■ WHAT NEEDS TO BE DONE:
For this exercise, please return exactly the line containing "# place one dot on each instance of the plant pot" and each line after it through the end of the records, with no pictures included.

[Photo-based referring expression data]
====

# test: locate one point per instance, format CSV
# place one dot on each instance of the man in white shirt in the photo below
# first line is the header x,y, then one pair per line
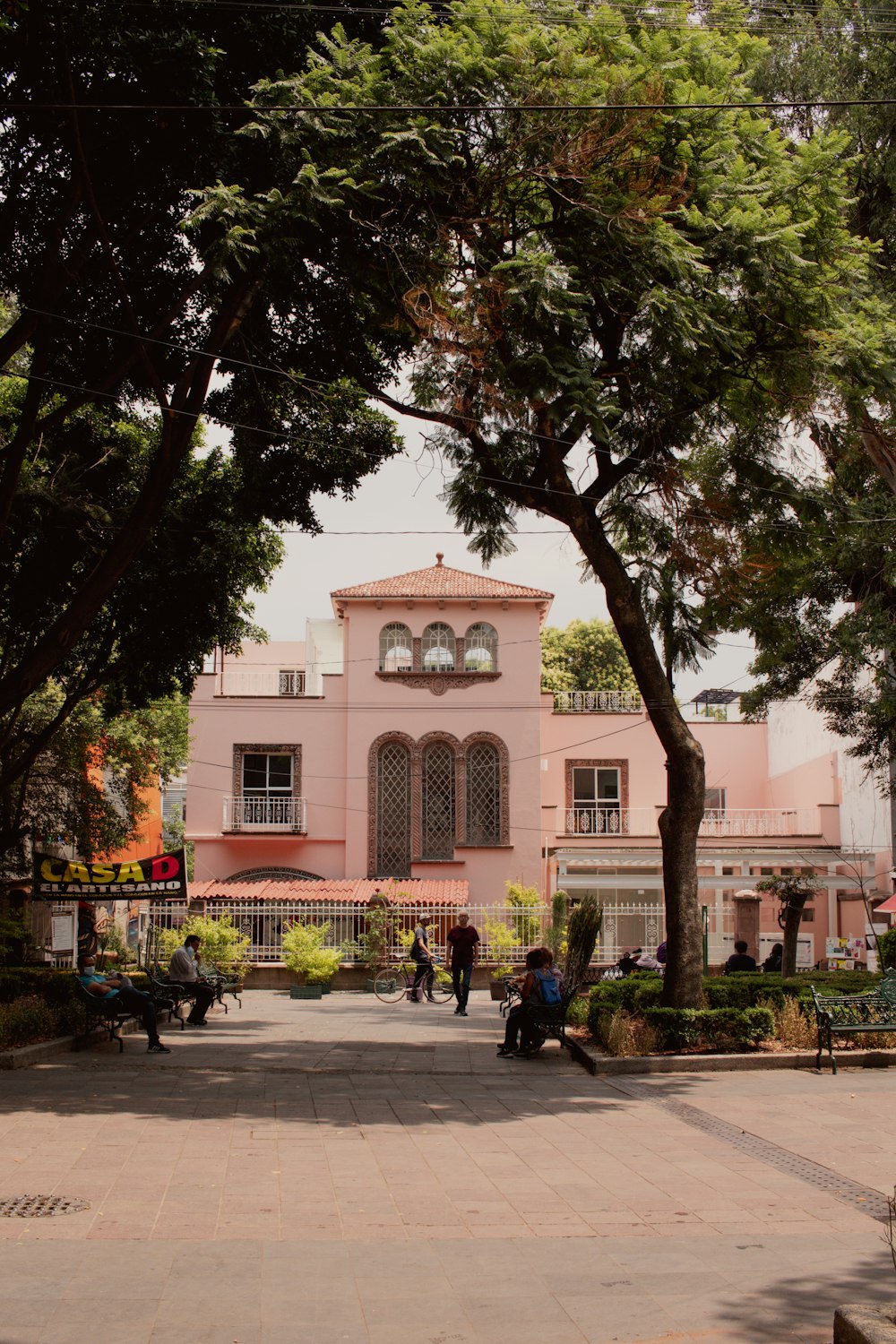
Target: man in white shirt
x,y
183,968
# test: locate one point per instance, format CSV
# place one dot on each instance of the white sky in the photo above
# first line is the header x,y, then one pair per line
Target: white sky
x,y
397,523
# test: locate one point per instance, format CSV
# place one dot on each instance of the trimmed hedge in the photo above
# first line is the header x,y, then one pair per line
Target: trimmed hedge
x,y
724,1029
38,1003
732,1018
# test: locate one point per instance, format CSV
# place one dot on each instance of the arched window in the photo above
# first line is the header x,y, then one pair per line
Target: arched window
x,y
438,801
397,648
481,648
482,795
392,811
438,648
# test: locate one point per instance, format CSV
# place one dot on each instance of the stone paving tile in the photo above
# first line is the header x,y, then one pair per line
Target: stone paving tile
x,y
304,1201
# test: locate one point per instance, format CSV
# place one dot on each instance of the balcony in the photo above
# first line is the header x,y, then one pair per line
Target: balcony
x,y
266,814
598,702
754,823
263,682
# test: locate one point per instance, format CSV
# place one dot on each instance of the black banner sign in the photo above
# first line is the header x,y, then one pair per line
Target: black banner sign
x,y
160,876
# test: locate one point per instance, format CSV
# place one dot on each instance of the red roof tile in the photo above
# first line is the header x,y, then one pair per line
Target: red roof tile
x,y
443,581
416,892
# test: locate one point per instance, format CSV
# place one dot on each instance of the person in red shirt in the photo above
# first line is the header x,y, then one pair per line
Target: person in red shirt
x,y
460,959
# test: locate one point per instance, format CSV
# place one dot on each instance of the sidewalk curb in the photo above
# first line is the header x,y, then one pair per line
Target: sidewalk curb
x,y
598,1064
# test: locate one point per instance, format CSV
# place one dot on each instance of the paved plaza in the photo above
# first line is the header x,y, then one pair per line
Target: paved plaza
x,y
304,1172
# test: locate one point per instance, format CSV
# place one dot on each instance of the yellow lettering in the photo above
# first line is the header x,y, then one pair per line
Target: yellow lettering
x,y
131,873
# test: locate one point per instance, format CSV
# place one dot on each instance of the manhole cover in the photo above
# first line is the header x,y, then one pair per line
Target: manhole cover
x,y
40,1206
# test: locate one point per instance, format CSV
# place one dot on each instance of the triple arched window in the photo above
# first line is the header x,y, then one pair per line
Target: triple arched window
x,y
438,650
429,797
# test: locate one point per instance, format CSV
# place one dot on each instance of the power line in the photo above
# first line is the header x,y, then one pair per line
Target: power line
x,y
450,109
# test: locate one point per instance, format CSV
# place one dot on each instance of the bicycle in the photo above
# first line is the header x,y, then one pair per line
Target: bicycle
x,y
392,984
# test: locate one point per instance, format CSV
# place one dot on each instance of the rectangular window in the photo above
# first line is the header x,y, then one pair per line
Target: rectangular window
x,y
292,682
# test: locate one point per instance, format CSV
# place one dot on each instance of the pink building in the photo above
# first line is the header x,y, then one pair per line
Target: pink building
x,y
408,738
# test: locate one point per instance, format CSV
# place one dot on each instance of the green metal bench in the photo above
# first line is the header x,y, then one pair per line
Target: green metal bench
x,y
853,1015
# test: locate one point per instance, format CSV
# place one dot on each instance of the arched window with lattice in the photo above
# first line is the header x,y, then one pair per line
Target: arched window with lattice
x,y
392,811
482,795
438,648
481,648
438,809
397,648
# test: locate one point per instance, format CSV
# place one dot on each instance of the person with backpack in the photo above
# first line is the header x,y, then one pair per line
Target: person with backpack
x,y
538,986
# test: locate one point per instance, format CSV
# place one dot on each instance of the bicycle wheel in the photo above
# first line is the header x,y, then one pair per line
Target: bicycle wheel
x,y
443,986
390,986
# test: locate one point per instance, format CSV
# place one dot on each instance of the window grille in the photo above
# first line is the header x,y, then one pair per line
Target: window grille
x,y
438,648
482,795
268,789
438,801
481,648
292,682
392,811
397,648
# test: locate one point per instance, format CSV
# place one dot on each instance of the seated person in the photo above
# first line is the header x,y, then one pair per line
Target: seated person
x,y
120,988
183,969
774,959
739,960
533,989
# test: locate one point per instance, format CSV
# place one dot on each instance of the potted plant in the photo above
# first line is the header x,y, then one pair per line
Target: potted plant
x,y
498,940
304,952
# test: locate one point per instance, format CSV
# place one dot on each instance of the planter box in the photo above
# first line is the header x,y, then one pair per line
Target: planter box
x,y
866,1324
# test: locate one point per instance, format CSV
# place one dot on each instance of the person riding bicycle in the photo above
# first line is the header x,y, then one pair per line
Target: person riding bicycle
x,y
422,956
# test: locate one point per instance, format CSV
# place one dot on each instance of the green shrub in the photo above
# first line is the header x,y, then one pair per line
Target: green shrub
x,y
743,991
578,1011
887,949
304,952
26,1021
723,1029
676,1029
222,943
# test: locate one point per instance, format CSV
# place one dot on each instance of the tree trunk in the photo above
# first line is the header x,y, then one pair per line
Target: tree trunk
x,y
793,919
681,817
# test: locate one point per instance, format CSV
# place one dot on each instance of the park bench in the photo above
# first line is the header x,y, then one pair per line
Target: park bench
x,y
177,991
223,983
546,1021
101,1011
853,1015
109,1012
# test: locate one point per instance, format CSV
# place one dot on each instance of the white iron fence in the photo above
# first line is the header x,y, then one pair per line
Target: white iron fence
x,y
598,702
642,822
265,814
506,932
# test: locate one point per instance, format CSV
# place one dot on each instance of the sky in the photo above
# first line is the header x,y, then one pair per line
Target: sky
x,y
397,523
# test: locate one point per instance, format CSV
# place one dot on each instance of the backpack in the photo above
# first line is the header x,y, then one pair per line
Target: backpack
x,y
548,988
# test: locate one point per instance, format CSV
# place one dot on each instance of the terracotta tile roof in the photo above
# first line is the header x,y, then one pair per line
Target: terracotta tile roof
x,y
416,892
441,581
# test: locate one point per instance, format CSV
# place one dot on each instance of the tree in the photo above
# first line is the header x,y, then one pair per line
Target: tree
x,y
605,303
791,892
584,656
86,788
160,265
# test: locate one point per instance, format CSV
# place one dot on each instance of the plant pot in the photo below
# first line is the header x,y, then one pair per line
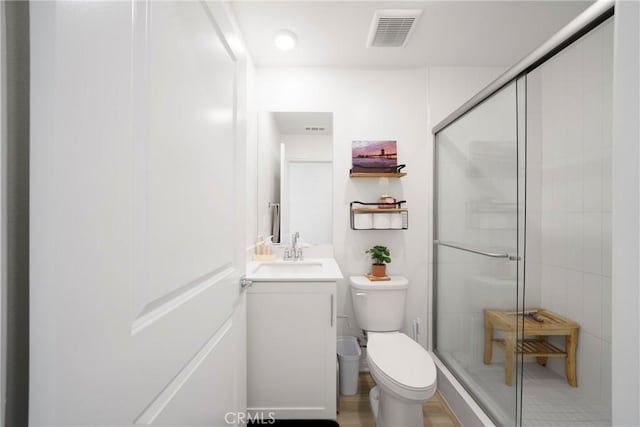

====

■ WRITTEN RESPONSE:
# place one dot on each instance of the plant pot in the photo below
# first line is the header x,y, then one pair per line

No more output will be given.